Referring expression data

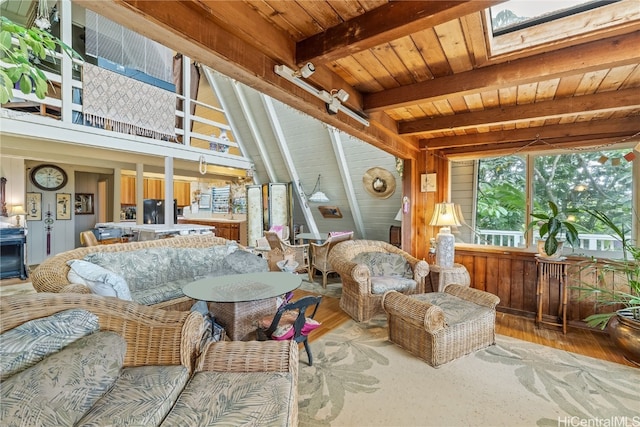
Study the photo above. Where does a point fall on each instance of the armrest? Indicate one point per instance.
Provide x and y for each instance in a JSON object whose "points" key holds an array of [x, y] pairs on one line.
{"points": [[473, 295], [418, 313], [249, 356]]}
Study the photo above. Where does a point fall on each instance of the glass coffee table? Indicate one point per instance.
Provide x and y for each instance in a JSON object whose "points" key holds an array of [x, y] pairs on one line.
{"points": [[238, 300]]}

REQUIRED ACTION
Copy the records exactly, leaving out every picture.

EXERCISE ANSWER
Study the photo above. Where does a point fall on each instance of the armrest? Indicate one point per instance.
Provide x and y for each instance in a JSON object whose "points" key holds an array of [x, y] pairs on one line.
{"points": [[473, 295], [418, 313], [249, 356]]}
Study the photo above. Where does a point fall on each instance of the glass coffee table? Indicate one point per instance.
Provide x and y for each instance in a JSON object whose "points" key holds an array of [x, y] pairs on one line.
{"points": [[238, 300]]}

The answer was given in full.